**Texto**.
Vengo de familia tipo de clase media. Laburantes. Los que juntaron el mango sobre mango para casarse, tener hijos, poder comprar una casita, después un autito, y después hacer la ampliación de la casita. Todo modesto y a fuerza de trabajo.
Mi papá fue empleado administrativo toda la vida, un gran empleado. Un empleado perfecto. Esa rutina de ir siempre al mismo lugar, en el mismo horario durante cuarenta años, lo sostenía emocionalmente. Esa estructura lo organizaba. Mi mamá nos crió a nosotros dos y también trabajó en una escribanía, después vendió seguros, y siempre fue la que estimulaba la curiosidad, la lectura y la cultura en nuestras vidas. Ellos dos se conocieron y se enamoraron trabajando en el Instituto Nacional de Cine, en los años sesenta. Entonces, en mi casa siempre se vió cine argentino con mucha fruición, y alegría.
Mi mamá nos contaba cómo y cuándo se habían filmado esas películas. Era un hermoso ritual, ver los sábados a la noche el ciclo Función privada mientras comíamos unas pizzas que había amasado ella. De ese ciclo adorado de Canal 7 y el de todos los días a las dos de la tarde (no recuerdo su nombre), que hasta hace unos años presentó Roberto Quirno, aprendimos mucho.
Mi hermano y yo hasta el día de hoy somos muy fanáticos del cine, –nacional y de todo el mundo– gracias a ese amor que nos transmitió mi madre. Entre esas cosas que fuimos aprendiendo, haciendo, compartiendo en familia, esas cosas que te forman y te constituyen, había una costumbre de los cuatro, que era que cuando había un manguito de más, se iba al cine. Y a comer afuera. Era LA salida del mes. De noche.

**Líneas**.

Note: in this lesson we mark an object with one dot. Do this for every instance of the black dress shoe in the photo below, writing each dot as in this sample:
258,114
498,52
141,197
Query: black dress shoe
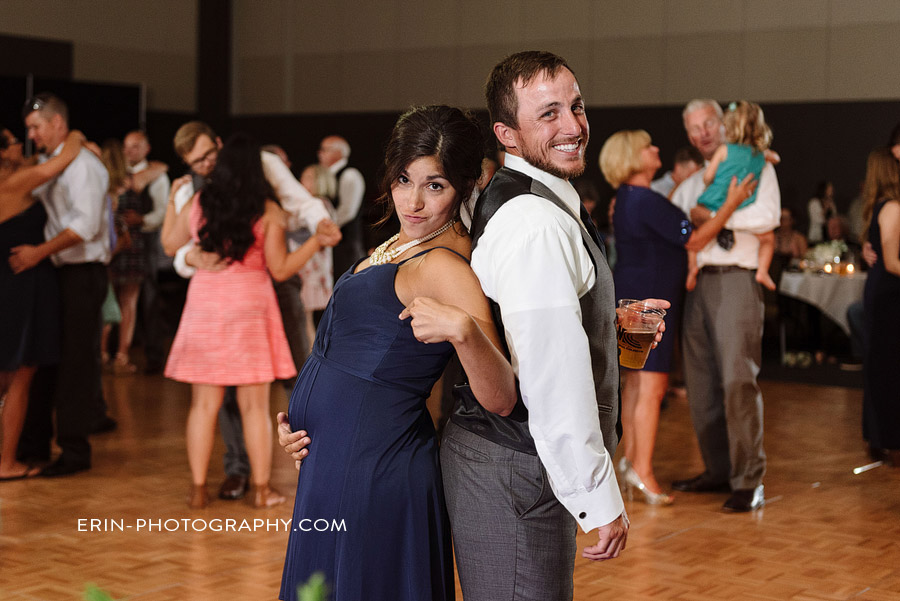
745,499
105,424
61,467
234,488
701,483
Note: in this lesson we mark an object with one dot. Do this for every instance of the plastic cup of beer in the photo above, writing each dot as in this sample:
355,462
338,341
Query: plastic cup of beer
636,330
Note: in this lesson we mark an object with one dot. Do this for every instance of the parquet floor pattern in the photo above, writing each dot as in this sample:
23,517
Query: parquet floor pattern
825,533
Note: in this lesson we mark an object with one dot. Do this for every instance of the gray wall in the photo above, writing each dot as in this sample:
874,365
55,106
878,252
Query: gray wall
306,56
153,42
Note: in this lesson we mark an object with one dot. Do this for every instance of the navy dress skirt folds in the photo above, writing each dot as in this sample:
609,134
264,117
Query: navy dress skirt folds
881,396
652,263
29,301
369,511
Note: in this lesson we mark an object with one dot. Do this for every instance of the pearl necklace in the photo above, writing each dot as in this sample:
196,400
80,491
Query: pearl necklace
382,255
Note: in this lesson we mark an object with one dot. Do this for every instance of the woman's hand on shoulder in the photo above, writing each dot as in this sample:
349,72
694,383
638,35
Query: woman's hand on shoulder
434,321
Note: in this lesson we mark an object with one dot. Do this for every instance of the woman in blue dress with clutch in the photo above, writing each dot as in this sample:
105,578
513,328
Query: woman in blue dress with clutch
369,511
652,236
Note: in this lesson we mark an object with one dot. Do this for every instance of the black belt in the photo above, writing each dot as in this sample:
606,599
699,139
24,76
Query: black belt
722,268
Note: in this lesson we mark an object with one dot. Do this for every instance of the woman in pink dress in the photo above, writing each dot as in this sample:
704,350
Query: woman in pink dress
231,332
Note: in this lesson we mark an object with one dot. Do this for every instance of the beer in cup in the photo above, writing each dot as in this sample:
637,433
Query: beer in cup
636,330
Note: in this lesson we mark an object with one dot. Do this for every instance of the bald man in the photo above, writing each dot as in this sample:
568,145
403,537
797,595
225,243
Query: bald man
334,155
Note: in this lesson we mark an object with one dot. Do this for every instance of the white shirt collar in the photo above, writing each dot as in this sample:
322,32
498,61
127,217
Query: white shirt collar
139,167
559,186
338,166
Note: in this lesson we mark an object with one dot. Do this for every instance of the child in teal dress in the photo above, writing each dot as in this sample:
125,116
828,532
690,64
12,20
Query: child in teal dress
747,151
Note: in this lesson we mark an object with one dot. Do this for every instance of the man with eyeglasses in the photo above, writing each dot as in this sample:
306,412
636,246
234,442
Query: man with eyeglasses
723,323
198,146
78,243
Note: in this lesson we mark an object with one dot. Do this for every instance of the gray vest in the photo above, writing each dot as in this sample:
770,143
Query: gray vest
598,315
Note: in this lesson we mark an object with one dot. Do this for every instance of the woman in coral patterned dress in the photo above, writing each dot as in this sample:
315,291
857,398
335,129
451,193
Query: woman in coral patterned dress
231,332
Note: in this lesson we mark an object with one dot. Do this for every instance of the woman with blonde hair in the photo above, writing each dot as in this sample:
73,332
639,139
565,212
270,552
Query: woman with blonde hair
651,237
881,399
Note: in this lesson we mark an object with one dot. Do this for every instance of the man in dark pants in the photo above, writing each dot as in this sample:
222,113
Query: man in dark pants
722,331
517,486
197,144
78,241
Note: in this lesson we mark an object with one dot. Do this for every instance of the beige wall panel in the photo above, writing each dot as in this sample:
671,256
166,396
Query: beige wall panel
703,65
863,62
786,65
498,23
161,25
786,14
850,12
543,22
428,76
475,64
370,81
429,24
623,18
367,26
261,28
260,89
626,71
317,83
170,78
703,16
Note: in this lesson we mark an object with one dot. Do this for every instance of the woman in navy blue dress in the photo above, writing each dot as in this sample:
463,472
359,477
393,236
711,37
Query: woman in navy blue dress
652,235
29,299
881,398
369,511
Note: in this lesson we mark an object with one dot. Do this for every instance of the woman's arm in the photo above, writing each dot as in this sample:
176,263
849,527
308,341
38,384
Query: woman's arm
176,230
448,305
889,223
737,193
279,261
27,179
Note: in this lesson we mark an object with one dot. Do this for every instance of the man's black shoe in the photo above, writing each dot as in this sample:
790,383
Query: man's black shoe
701,483
745,499
234,487
105,424
61,467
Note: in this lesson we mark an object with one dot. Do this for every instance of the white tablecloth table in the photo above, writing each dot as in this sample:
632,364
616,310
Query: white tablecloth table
832,294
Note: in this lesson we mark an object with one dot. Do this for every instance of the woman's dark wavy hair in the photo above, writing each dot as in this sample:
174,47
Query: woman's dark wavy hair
234,199
444,132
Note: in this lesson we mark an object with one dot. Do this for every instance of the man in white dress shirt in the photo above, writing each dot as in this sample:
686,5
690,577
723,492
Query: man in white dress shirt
544,270
722,331
198,146
334,155
78,242
136,147
517,486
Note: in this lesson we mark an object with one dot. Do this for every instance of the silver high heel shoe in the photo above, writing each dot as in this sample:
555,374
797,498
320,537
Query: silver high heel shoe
632,480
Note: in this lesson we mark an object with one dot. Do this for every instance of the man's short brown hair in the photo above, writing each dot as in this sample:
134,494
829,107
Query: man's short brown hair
47,105
500,88
187,135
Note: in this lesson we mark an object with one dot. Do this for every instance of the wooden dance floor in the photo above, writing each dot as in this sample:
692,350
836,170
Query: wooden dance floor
825,534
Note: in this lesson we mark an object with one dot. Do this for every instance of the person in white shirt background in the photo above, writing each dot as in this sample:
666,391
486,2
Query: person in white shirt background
197,144
334,155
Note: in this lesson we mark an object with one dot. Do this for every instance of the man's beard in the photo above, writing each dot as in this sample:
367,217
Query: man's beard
545,165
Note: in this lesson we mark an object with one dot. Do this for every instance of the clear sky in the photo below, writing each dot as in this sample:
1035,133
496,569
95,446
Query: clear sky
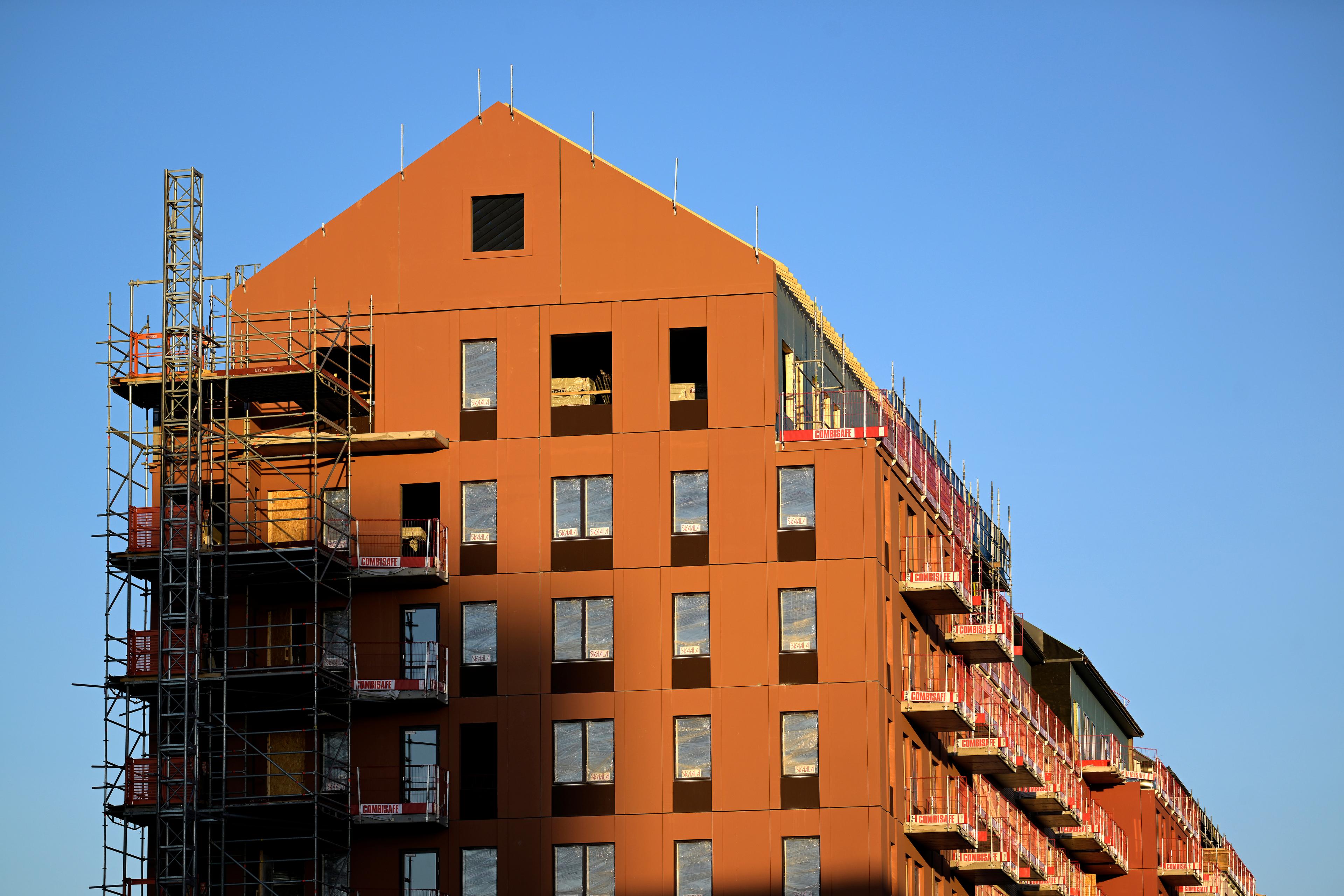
1101,241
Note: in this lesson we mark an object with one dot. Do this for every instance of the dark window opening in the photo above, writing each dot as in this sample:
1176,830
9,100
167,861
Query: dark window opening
498,224
581,370
689,365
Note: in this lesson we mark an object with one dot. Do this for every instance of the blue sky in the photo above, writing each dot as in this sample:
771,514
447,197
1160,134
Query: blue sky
1102,244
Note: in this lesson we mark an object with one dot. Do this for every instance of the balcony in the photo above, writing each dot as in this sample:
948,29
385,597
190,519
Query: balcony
934,575
940,694
986,633
406,672
401,794
1102,760
941,813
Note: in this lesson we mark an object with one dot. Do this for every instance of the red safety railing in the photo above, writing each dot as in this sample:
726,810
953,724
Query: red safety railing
401,545
941,801
386,668
146,788
389,792
143,652
1178,800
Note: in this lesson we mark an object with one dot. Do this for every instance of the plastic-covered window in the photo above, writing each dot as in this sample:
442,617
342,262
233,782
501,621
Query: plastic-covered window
585,751
480,518
693,747
802,866
585,870
480,633
479,379
690,503
597,507
798,508
799,737
690,625
798,620
694,868
480,875
584,629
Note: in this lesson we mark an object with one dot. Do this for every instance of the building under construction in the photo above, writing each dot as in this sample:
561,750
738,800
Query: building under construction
521,531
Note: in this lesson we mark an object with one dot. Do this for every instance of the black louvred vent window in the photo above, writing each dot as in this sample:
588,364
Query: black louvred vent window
496,224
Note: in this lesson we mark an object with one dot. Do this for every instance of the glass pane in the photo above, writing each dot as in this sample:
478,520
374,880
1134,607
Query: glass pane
690,503
803,866
603,870
569,871
420,874
798,620
800,743
479,374
480,519
569,630
598,507
690,625
693,747
601,754
600,637
568,500
479,872
480,633
569,753
796,504
694,868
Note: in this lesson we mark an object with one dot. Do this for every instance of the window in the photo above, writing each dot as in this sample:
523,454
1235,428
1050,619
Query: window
335,761
689,363
585,870
802,866
800,743
581,370
690,503
480,872
585,751
694,868
690,625
796,498
420,643
480,518
480,635
420,765
798,620
498,224
582,507
479,378
420,874
584,629
693,746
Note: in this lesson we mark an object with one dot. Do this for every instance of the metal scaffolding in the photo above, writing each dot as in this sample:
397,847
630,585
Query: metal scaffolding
229,667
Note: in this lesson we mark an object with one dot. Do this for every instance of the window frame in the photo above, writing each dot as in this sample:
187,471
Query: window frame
584,753
779,495
816,765
585,864
494,535
495,399
709,630
463,867
677,747
816,636
585,651
584,528
463,659
705,527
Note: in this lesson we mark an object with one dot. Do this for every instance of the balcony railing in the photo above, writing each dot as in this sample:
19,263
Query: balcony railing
401,794
941,813
400,671
940,692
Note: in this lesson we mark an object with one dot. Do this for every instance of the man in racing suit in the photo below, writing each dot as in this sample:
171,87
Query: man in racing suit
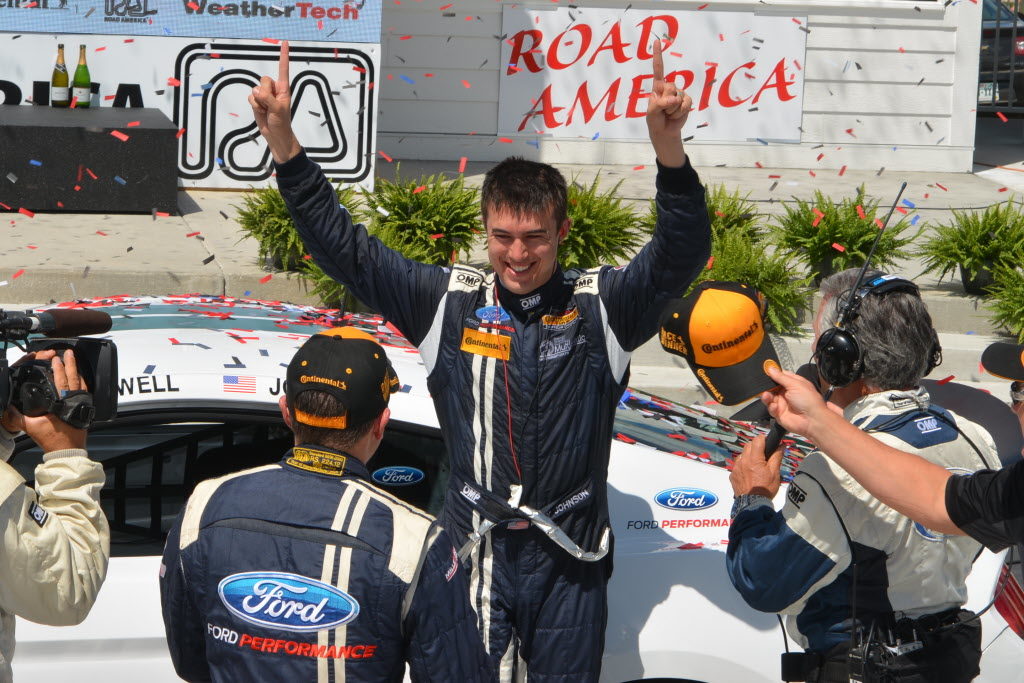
526,366
56,542
868,592
304,570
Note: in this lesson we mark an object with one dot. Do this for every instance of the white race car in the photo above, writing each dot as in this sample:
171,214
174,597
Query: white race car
200,378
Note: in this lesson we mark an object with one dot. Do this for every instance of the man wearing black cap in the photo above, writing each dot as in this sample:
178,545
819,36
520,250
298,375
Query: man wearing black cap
869,594
304,570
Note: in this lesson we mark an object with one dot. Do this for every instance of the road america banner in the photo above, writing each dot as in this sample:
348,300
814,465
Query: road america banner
574,72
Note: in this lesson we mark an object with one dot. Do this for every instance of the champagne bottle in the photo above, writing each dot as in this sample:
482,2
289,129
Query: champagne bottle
82,83
59,95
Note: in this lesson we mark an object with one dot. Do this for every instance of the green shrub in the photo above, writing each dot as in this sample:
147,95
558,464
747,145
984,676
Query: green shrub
809,237
430,219
264,217
976,242
604,228
1007,300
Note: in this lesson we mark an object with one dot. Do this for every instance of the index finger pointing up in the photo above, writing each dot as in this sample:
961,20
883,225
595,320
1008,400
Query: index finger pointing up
658,61
283,66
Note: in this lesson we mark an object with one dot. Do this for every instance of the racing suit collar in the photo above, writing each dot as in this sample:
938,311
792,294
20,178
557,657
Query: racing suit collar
325,461
888,402
522,305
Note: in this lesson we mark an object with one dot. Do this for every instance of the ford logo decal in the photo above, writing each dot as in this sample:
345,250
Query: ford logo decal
286,601
686,499
399,475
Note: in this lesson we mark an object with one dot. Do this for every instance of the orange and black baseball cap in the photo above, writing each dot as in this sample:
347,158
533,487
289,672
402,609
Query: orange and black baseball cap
1005,360
719,329
350,366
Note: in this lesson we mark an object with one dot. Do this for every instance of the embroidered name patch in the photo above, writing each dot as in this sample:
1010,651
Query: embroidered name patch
480,343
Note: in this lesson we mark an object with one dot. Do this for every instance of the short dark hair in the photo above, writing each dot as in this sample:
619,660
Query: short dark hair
323,404
524,187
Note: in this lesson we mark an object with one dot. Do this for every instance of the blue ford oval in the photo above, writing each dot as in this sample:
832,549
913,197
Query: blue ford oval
287,601
686,499
398,475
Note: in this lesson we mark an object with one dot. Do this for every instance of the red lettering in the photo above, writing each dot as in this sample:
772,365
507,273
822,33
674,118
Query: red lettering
586,35
525,54
616,45
709,83
723,94
646,29
546,108
583,99
777,81
637,93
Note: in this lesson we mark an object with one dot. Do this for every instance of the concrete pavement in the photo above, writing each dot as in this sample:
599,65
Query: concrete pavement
55,256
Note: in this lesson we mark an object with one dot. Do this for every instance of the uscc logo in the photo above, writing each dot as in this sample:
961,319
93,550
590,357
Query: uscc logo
398,476
686,499
286,601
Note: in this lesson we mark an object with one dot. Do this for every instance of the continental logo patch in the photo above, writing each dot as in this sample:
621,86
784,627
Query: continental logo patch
480,343
322,462
560,321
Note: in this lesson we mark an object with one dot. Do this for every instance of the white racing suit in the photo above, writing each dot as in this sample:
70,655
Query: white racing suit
835,554
56,543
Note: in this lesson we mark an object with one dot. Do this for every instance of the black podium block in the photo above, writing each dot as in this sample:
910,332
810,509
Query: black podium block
68,160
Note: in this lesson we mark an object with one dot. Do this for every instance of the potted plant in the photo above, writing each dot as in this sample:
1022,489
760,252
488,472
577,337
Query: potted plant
827,237
977,244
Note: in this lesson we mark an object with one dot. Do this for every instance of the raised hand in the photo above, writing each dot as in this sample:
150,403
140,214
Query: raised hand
668,110
271,102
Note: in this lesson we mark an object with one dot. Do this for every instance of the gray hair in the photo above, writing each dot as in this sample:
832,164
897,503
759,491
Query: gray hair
894,331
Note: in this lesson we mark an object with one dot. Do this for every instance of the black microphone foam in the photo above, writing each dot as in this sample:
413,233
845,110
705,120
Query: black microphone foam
72,322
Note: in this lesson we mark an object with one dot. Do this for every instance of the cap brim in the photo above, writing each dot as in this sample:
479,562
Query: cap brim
734,384
1004,360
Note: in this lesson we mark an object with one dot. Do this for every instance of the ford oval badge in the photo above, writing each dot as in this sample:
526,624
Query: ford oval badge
686,499
398,475
287,601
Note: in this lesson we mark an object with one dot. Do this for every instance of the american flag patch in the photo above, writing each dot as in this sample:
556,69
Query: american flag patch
240,384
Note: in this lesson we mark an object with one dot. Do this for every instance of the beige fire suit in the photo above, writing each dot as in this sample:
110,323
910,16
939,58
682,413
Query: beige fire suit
56,543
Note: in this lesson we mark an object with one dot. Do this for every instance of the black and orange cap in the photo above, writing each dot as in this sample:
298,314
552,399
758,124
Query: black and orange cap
350,366
719,329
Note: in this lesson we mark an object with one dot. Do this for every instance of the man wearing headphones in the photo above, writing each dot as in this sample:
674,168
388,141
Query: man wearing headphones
869,593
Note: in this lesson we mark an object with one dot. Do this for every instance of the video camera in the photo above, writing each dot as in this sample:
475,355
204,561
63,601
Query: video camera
30,386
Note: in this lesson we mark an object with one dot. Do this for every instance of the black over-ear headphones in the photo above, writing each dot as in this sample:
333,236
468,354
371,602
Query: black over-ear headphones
840,358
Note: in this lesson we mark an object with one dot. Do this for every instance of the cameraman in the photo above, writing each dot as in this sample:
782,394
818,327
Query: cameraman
55,539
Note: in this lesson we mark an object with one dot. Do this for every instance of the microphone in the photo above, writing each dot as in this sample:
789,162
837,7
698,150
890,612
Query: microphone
55,323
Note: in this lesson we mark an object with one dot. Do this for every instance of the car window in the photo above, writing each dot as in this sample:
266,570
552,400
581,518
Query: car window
153,464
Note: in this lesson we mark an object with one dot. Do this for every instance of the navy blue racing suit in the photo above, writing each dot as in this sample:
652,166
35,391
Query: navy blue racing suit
304,570
525,389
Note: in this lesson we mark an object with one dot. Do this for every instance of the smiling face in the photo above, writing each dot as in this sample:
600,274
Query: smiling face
523,249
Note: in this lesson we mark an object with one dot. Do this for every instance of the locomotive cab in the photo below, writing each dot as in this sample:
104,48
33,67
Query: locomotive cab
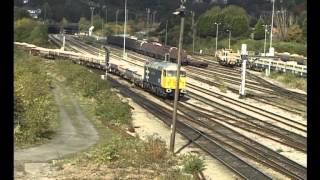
160,78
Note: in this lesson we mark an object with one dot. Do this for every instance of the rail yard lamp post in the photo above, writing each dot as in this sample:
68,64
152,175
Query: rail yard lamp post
271,26
92,9
244,57
265,39
148,12
180,12
215,53
193,31
165,40
229,36
125,30
117,12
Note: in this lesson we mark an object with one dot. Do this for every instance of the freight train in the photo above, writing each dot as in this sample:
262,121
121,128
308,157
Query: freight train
157,77
155,50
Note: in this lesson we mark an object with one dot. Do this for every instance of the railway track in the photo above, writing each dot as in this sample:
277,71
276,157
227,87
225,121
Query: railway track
242,145
221,153
281,119
300,147
257,126
301,98
199,138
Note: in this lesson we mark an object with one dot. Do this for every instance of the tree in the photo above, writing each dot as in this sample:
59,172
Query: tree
84,24
295,33
231,17
259,30
20,13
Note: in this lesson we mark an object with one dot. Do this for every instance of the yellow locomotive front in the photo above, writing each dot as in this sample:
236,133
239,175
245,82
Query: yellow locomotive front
168,80
160,78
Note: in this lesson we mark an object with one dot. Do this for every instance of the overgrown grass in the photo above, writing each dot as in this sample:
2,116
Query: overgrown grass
115,149
35,112
290,80
31,31
107,105
208,45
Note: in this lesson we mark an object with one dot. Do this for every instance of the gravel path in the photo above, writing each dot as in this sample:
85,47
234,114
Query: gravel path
76,133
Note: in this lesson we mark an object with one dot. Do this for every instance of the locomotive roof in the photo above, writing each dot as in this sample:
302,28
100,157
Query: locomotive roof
163,65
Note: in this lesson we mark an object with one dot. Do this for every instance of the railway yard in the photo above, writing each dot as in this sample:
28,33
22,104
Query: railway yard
262,136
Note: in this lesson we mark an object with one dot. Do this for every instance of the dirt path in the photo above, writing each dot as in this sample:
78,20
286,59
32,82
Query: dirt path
76,133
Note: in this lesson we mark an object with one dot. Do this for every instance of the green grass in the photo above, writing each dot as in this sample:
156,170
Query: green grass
34,123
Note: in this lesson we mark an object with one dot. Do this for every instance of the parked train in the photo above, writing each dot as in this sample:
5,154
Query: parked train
158,77
227,58
155,50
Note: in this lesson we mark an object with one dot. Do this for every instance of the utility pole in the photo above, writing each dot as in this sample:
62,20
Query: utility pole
125,30
154,17
244,57
193,31
106,14
92,9
179,12
215,53
117,12
229,36
165,41
265,38
148,12
271,26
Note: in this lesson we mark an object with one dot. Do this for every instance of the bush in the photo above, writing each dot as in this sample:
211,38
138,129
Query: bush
193,164
31,31
32,99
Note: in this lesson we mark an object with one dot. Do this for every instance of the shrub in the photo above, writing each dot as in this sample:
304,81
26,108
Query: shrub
33,98
155,149
31,31
193,164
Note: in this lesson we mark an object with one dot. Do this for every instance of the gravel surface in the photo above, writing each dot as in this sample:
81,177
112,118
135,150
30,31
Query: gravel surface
75,134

**Tareas**.
a – Indica si cada afirmación coincide con el texto y cita las palabras exactas que lo deciden: (i) el padre trabajó como empleado administrativo durante cuarenta años; (ii) los padres se conocieron trabajando en una escribanía; (iii) los sábados a la noche la familia veía el ciclo Función privada mientras comía pizzas amasadas por la madre.
b – Reproduce el fragmento del texto entre "Mi mamá nos contaba" y "mes. De noche.", ambos incluidos.
Las líneas no guardan relación con el texto.

**Respuestas**.
a –
(i) Sí: "Mi papá fue empleado administrativo toda la vida" y "Esa rutina de ir siempre al mismo lugar, en el mismo horario durante cuarenta años, lo sostenía emocionalmente."
(ii) No: "Ellos dos se conocieron y se enamoraron trabajando en el Instituto Nacional de Cine, en los años sesenta."
(iii) Sí: "ver los sábados a la noche el ciclo Función privada mientras comíamos unas pizzas que había amasado ella."

b –
Mi mamá nos contaba cómo y cuándo se habían filmado esas películas. Era un hermoso ritual, ver los sábados a la noche el ciclo Función privada mientras comíamos unas pizzas que había amasado ella. De ese ciclo adorado de Canal 7 y el de todos los días a las dos de la tarde (no recuerdo su nombre), que hasta hace unos años presentó Roberto Quirno, aprendimos mucho.
Mi hermano y yo hasta el día de hoy somos muy fanáticos del cine, –nacional y de todo el mundo– gracias a ese amor que nos transmitió mi madre. Entre esas cosas que fuimos aprendiendo, haciendo, compartiendo en familia, esas cosas que te forman y te constituyen, había una costumbre de los cuatro, que era que cuando había un manguito de más, se iba al cine. Y a comer afuera. Era LA salida del mes. De noche.